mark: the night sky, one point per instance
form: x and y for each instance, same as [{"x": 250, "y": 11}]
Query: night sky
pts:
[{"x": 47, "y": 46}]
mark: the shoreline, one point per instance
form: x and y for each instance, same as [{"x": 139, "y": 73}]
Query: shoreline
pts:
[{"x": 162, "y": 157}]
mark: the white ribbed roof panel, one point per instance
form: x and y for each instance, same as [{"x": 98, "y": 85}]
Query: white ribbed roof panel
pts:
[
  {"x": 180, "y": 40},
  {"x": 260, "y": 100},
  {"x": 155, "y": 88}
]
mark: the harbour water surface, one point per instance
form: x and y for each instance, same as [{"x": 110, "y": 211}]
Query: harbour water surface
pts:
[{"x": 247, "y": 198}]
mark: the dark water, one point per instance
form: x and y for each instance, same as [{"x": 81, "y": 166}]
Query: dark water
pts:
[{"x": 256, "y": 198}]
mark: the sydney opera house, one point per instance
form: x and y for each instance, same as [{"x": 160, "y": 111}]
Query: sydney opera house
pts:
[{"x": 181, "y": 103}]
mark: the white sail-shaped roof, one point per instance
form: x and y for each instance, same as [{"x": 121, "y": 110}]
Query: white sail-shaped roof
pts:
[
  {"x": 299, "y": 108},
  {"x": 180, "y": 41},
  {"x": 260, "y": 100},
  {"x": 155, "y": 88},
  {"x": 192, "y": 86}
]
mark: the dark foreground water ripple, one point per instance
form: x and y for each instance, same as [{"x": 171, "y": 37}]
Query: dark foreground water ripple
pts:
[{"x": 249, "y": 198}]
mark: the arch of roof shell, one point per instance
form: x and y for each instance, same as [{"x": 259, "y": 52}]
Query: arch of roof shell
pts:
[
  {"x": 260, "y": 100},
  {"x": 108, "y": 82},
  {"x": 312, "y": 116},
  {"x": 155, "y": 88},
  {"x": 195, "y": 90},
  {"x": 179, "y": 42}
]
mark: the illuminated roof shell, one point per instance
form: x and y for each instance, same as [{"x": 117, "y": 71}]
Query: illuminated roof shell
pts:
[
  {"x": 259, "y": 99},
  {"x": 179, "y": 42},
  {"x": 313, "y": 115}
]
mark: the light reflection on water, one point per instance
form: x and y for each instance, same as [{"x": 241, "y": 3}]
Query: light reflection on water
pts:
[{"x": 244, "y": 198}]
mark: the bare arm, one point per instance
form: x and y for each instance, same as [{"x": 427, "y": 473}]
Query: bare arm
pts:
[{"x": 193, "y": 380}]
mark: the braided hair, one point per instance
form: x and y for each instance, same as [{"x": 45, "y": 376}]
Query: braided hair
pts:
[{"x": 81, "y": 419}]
============================================================
WHAT IS REQUIRED
Exactly and exclusively, repeat the lines from the line that contains "Query: arch of roof shell" through the end of the records, both ends included.

SOLUTION
Query: arch of roof shell
pts:
[
  {"x": 260, "y": 100},
  {"x": 108, "y": 82},
  {"x": 312, "y": 116},
  {"x": 155, "y": 88},
  {"x": 195, "y": 90},
  {"x": 179, "y": 42}
]
mark: the illuminated roof shell, one point per instance
form: x and y for each instance, same as [{"x": 117, "y": 71}]
Query: illuminated roof shell
pts:
[
  {"x": 259, "y": 99},
  {"x": 179, "y": 42},
  {"x": 313, "y": 115}
]
mark: the light reflection on water, one point per instance
form: x and y for each instance, same as [{"x": 241, "y": 3}]
Query: light reflection on water
pts:
[{"x": 244, "y": 198}]
mark: the bare arm, one point per instance
form: x and y for each instance, same as [{"x": 427, "y": 473}]
Query: bare arm
pts:
[{"x": 193, "y": 380}]
mark: the braided hair, one point per instance
form: x and y for each instance, same as [{"x": 45, "y": 376}]
Query: braided hair
pts:
[{"x": 81, "y": 419}]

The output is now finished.